WHAT THE TASK ASKS:
Set down exactly, and only, the lines from the one with "of the utility" to the final line of the entries, both included.
━━ DATA FOR THIS TASK ━━
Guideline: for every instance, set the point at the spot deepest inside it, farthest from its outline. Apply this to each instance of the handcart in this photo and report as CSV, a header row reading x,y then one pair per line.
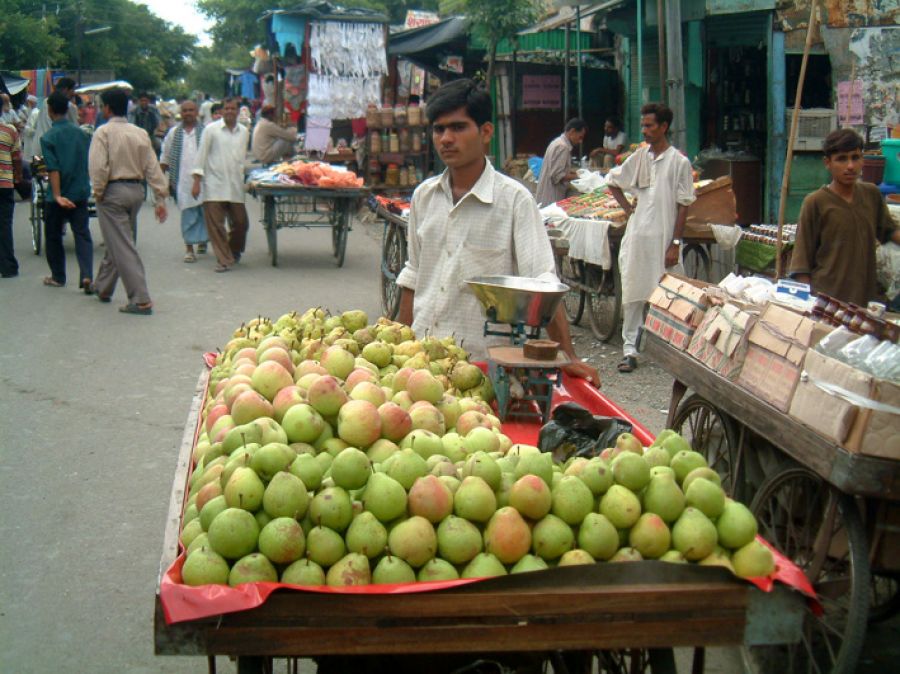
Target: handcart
x,y
827,509
311,207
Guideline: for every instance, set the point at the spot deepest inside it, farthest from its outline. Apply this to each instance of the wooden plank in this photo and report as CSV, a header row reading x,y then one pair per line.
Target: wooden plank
x,y
851,473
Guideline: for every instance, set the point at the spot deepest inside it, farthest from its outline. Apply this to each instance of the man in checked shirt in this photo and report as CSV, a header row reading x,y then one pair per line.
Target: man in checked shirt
x,y
471,221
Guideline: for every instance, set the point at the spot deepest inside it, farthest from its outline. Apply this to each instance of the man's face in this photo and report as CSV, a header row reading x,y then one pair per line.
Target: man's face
x,y
188,113
459,140
652,130
229,112
845,167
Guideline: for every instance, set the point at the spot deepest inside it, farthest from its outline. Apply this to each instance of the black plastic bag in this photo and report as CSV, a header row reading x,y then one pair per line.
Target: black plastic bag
x,y
574,431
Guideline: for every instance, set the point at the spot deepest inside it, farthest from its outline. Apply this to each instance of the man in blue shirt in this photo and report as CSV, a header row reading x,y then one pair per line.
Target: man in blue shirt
x,y
65,150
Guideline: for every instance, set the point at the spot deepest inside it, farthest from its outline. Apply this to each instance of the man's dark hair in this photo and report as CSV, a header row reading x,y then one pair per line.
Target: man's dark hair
x,y
117,100
65,83
662,113
466,94
842,140
58,103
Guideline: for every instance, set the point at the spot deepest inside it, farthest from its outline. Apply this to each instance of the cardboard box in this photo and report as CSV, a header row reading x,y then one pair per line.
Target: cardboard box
x,y
824,400
777,347
677,307
721,340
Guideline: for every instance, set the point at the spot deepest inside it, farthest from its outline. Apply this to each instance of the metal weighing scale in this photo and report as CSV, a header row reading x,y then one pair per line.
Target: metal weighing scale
x,y
519,309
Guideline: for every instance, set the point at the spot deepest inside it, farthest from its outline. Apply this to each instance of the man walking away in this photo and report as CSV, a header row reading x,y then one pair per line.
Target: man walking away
x,y
220,172
120,160
556,170
65,151
10,170
660,177
179,156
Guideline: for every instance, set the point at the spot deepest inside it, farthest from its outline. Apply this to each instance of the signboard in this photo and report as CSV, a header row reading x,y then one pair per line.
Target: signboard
x,y
541,91
850,102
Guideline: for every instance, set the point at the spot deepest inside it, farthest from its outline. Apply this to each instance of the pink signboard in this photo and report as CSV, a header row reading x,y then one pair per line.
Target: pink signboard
x,y
541,91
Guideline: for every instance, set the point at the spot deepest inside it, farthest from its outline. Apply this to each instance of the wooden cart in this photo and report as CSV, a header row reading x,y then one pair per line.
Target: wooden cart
x,y
634,613
816,502
310,207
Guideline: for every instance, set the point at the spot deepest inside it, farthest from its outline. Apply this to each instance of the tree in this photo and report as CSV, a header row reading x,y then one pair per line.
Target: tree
x,y
496,20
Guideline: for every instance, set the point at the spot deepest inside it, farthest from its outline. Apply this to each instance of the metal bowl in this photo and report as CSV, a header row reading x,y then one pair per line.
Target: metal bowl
x,y
516,299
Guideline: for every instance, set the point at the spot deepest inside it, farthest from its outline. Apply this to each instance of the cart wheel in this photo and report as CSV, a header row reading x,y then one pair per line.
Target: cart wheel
x,y
820,529
570,272
696,262
711,432
37,219
393,257
605,302
339,231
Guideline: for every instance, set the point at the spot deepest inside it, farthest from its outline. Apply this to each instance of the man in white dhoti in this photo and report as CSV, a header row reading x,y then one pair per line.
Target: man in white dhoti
x,y
660,177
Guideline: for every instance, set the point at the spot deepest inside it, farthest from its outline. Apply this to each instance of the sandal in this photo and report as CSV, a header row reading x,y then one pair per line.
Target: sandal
x,y
628,364
137,309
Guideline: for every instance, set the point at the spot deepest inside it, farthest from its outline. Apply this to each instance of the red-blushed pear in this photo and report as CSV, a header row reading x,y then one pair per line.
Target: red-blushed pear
x,y
270,377
359,423
338,362
285,399
250,405
326,395
395,421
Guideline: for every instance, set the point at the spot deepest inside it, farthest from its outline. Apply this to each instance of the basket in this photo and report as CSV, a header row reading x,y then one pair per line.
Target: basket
x,y
812,127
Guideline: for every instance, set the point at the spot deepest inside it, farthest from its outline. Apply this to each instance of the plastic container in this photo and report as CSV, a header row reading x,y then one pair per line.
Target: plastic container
x,y
890,148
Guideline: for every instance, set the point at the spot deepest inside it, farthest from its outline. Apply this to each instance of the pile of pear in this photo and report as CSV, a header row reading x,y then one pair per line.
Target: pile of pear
x,y
333,452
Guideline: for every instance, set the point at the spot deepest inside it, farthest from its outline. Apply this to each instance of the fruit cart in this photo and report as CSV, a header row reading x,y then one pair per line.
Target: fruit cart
x,y
289,206
819,504
629,616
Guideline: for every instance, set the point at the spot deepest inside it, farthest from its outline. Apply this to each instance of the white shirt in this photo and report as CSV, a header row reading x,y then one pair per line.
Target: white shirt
x,y
221,162
188,160
495,228
651,228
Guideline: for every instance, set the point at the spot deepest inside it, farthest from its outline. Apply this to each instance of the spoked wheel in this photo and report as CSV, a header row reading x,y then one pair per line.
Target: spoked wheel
x,y
696,262
570,272
393,257
711,432
820,530
604,301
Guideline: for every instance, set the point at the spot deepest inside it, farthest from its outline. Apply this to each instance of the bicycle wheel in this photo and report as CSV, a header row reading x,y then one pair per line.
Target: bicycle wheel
x,y
711,432
820,530
393,257
604,301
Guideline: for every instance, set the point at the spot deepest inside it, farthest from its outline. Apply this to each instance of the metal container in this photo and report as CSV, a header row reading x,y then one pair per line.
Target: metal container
x,y
515,299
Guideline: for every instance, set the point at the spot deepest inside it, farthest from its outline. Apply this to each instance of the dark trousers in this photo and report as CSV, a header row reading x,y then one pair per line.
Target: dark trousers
x,y
9,266
55,217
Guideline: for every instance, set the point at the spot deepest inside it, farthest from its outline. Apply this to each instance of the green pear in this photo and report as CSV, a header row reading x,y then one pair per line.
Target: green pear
x,y
205,567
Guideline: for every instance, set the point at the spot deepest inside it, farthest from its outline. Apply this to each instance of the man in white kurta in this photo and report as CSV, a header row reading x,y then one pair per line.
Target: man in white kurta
x,y
660,177
220,170
178,157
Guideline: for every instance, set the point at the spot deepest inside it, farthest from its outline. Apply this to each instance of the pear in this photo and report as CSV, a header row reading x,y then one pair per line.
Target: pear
x,y
254,568
413,540
391,570
551,537
384,497
572,500
233,533
303,572
484,565
286,496
474,500
598,536
204,567
352,569
366,535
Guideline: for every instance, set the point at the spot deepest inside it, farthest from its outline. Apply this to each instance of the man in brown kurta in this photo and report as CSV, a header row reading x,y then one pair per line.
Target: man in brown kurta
x,y
839,226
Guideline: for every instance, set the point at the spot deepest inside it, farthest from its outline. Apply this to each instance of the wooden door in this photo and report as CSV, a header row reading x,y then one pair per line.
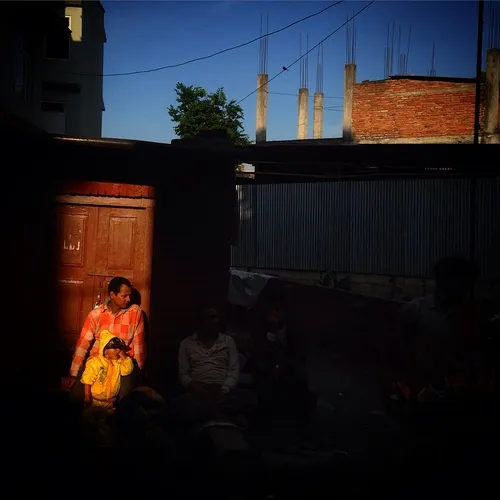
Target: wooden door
x,y
121,250
96,243
77,226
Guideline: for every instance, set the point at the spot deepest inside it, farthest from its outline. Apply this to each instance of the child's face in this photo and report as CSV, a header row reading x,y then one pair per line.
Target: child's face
x,y
112,354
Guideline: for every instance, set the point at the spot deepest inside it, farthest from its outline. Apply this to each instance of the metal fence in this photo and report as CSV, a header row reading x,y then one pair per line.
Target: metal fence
x,y
391,227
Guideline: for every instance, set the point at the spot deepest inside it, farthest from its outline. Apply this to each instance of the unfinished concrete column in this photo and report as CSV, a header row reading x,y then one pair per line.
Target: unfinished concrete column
x,y
261,121
491,132
318,115
303,112
349,81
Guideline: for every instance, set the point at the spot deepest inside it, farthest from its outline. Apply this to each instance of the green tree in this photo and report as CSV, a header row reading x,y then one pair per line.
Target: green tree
x,y
199,110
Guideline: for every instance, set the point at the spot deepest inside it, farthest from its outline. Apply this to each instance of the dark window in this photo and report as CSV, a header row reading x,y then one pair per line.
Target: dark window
x,y
53,107
57,40
23,80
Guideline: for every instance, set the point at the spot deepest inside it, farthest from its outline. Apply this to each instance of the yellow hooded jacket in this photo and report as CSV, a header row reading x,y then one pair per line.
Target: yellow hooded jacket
x,y
104,375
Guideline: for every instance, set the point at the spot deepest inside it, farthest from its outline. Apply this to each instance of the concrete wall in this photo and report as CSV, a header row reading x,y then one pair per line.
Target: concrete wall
x,y
411,110
83,108
369,285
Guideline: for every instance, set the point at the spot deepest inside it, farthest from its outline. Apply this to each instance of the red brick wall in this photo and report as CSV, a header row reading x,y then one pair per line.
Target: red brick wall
x,y
393,109
105,189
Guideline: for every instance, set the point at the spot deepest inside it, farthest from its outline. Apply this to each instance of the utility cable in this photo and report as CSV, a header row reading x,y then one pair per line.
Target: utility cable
x,y
202,58
286,68
296,95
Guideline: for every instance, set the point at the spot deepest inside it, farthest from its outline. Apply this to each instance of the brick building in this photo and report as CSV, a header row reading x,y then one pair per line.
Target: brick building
━━━
REPLY:
Guideline: for every instance, set the point at the spot deepest inside it, farthest from its outline. Apply this to each instance of the utility cable in this photo and report as CSV, a header row reading x,y then one pair per line.
Target: utility cable
x,y
202,58
286,68
296,95
Guideline: for every instance, set the point at the spot deepest inside it, farthest from its outline. Apply this to each instance of the brick building in this photo and report as CSV, a header row reading x,y then one pair per line.
Target: brick building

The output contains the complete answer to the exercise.